[start of Exercise data]

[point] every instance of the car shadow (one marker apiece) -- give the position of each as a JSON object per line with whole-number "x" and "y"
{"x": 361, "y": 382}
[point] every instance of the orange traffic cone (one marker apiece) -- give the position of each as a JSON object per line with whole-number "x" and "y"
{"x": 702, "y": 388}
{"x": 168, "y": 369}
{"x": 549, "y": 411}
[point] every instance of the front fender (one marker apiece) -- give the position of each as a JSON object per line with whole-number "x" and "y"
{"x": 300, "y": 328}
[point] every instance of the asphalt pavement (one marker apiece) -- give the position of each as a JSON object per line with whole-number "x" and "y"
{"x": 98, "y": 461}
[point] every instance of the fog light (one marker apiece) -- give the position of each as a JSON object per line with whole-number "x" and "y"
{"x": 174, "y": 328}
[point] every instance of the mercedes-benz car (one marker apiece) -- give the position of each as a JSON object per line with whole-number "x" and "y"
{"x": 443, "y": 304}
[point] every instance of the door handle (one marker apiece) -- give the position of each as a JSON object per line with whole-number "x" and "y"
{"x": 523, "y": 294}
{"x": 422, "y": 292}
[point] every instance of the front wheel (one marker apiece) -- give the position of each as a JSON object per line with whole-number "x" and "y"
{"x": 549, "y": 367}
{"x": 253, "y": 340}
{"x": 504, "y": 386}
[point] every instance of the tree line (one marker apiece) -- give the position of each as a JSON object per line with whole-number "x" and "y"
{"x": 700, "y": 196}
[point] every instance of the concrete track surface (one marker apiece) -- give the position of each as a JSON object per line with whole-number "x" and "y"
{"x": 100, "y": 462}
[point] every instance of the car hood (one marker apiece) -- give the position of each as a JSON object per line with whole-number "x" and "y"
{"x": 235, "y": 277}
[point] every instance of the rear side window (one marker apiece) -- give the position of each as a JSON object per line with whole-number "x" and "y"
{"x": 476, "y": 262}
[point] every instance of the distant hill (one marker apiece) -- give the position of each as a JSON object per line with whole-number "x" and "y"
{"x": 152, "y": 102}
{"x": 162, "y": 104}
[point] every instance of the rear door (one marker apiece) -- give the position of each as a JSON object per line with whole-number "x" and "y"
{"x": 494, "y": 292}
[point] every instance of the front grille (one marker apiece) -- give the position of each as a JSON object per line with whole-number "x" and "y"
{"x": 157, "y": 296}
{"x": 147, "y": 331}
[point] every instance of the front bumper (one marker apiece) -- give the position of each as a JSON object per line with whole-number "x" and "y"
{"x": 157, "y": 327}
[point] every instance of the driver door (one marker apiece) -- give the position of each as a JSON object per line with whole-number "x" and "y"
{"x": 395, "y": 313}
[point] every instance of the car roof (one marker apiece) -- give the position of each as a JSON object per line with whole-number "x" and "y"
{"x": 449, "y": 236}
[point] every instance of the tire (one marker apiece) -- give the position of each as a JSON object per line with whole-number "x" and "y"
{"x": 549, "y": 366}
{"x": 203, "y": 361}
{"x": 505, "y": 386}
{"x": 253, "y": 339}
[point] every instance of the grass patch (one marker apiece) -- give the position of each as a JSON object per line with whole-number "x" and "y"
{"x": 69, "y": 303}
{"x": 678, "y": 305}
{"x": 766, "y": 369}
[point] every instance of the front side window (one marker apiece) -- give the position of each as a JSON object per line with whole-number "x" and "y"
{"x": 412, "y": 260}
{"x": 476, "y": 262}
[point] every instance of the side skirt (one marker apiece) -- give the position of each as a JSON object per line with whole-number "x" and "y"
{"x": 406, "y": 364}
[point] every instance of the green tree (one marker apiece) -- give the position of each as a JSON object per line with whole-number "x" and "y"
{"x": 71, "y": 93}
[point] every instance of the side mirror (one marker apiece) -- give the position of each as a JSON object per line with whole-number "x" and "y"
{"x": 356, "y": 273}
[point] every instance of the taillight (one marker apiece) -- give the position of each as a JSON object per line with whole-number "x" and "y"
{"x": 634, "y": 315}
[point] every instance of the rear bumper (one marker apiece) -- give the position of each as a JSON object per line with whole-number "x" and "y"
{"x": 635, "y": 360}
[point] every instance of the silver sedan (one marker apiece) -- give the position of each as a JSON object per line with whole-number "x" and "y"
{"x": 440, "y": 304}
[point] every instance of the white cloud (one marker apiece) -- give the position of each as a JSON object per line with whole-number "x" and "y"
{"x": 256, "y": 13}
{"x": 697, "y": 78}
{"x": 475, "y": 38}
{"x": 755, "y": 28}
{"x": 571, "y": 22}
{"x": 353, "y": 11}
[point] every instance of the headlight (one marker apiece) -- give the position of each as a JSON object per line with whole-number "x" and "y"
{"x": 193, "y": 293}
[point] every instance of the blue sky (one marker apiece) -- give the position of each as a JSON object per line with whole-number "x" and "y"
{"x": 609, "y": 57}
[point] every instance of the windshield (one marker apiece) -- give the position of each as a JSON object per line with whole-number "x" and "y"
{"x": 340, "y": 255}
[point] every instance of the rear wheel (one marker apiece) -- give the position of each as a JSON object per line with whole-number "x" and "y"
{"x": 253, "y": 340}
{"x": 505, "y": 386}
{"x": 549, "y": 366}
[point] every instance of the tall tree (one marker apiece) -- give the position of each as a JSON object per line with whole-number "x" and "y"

[end of Exercise data]

Exercise instructions: Can you return all of the items above word for word, with every line unchanged and in its original order?

Completed exercise:
[point] every instance of the car shadow (one marker apiece) -- give the position of each as a JSON object per line with whole-number "x" and "y"
{"x": 361, "y": 382}
[point] every instance of the orange traffic cone (one marker apiece) -- give the position of each as a JSON object per line with whole-number "x" and "y"
{"x": 702, "y": 388}
{"x": 168, "y": 369}
{"x": 549, "y": 411}
[point] every instance of the front fender (one marker apiece) -- give the position of each as a JSON object per line with whole-number "x" and "y"
{"x": 300, "y": 328}
[point] every instance of the asphalt pavement (one marker apiece) -- give the position of each as a JSON object per line with whole-number "x" and "y"
{"x": 98, "y": 461}
[point] every instance of the fog light (one marker apiece) -- give the position of each as a JSON object per line with whole-number "x" and "y"
{"x": 174, "y": 328}
[point] every instance of the mercedes-benz car (one marker apiece) -- give the position of each as a JSON object per line with whole-number "x" and "y"
{"x": 443, "y": 304}
[point] every instance of the door handle (one marker apiece) -- give the position of each as a JSON object per line with whole-number "x" and "y"
{"x": 523, "y": 294}
{"x": 422, "y": 292}
[point] every instance of the front wheel (one marker apiece) -- give the position of each as a JSON object per line with whole-number "x" and "y"
{"x": 549, "y": 367}
{"x": 253, "y": 340}
{"x": 504, "y": 386}
[point] every instance of the tree line (one marker apiece) -- give the position of each as a JSON object per line with whole-number "x" and "y"
{"x": 700, "y": 196}
[point] every instance of the concrete track surface (one marker apiece) -- give the position of each as a JSON object per line with whole-number "x" and "y"
{"x": 100, "y": 462}
[point] every instance of the car hood (one marker apiece) -- give the position of each as a JSON object per line with whole-number "x" and "y"
{"x": 235, "y": 277}
[point] every instance of the rear side window (one marker apiece) -- give the position of each as a JSON object per line with whole-number "x" and "y"
{"x": 476, "y": 262}
[point] every instance of the distant hill (one marker apiece) -- give the position of each as a JSON object per line with whole-number "x" and "y"
{"x": 152, "y": 102}
{"x": 162, "y": 104}
[point] every instance of the rear door (one marker apiece) -- give the position of each as a JSON object per line with whole-number "x" and "y"
{"x": 494, "y": 292}
[point] every instance of the front grille (one marker apiece) -- give the position of each as a JSON object per line with whole-number "x" and "y"
{"x": 157, "y": 296}
{"x": 147, "y": 331}
[point] every instance of the front bumper (one marker apiece) -- give the position of each as a JSON object per line with whole-number "x" and "y"
{"x": 157, "y": 327}
[point] every instance of the driver door (one marker apiece) -- give the position of each as a JSON object per line with whole-number "x" and "y"
{"x": 395, "y": 313}
[point] every instance of the car roof (one marker apiece) -- give the position of each as a JSON object per line with whole-number "x" and "y"
{"x": 449, "y": 236}
[point] every instance of the tire (one marker apiece) -- give the position of each as a JSON object per line with whole-number "x" and "y"
{"x": 549, "y": 366}
{"x": 203, "y": 361}
{"x": 505, "y": 386}
{"x": 253, "y": 339}
[point] every instance of the grass patch (one marker apiece) -- give the position of each as a JSON object per line with whole-number "x" and "y"
{"x": 69, "y": 303}
{"x": 678, "y": 305}
{"x": 766, "y": 369}
[point] every instance of the front side window (one marker apiece) -- give the position of each as a JSON object per line with whole-number "x" and "y"
{"x": 412, "y": 260}
{"x": 476, "y": 262}
[point] every instance of the side skirt (one marker apiece) -- give the position of each as a JSON object per line with whole-number "x" and "y"
{"x": 406, "y": 364}
[point] every instance of the green tree (one marker apiece) -- give the position of each as a JSON object per line with whole-number "x" and "y"
{"x": 71, "y": 93}
[point] every instance of the side mirror (one marker apiece) -- give the position of each as a JSON object per line with whole-number "x" and "y"
{"x": 356, "y": 273}
[point] every instance of the taillight (one marker apiece) -- give the position of each as a JSON object per line with whole-number "x" and "y"
{"x": 634, "y": 315}
[point] every instance of the rear bumper (one marker apiece) -- give the position of each as a JSON object per line with whole-number "x" and "y"
{"x": 635, "y": 360}
[point] every instance of the silver sedan (one marker apiece) -- give the position of each as a JSON object per line with whole-number "x" and "y"
{"x": 440, "y": 304}
[point] every instance of the white cloud (one marker apiece) -- give the position of each as a JSON object per line with whole-number "x" and "y"
{"x": 256, "y": 13}
{"x": 697, "y": 78}
{"x": 475, "y": 38}
{"x": 755, "y": 28}
{"x": 571, "y": 22}
{"x": 353, "y": 11}
[point] every instance of the headlight (one marker apiece) -- give the position of each as a JSON object per line with whole-number "x" and "y"
{"x": 193, "y": 293}
[point] every instance of the blue sky (one marker apiece) -- give the position of each as a JSON object per line with whole-number "x" and "y"
{"x": 609, "y": 57}
[point] every instance of the windshield (one marker apiece) -- give the position of each as a JSON object per line with whole-number "x" and "y"
{"x": 340, "y": 255}
[point] every instance of the rear wheel (one marker apiece) -- give the position of each as a JSON object per line with whole-number "x" and "y"
{"x": 253, "y": 340}
{"x": 505, "y": 386}
{"x": 549, "y": 366}
[point] every instance of the tall tree (one marker apiece) -- give the position of each as a JSON object per line with whole-number "x" and "y"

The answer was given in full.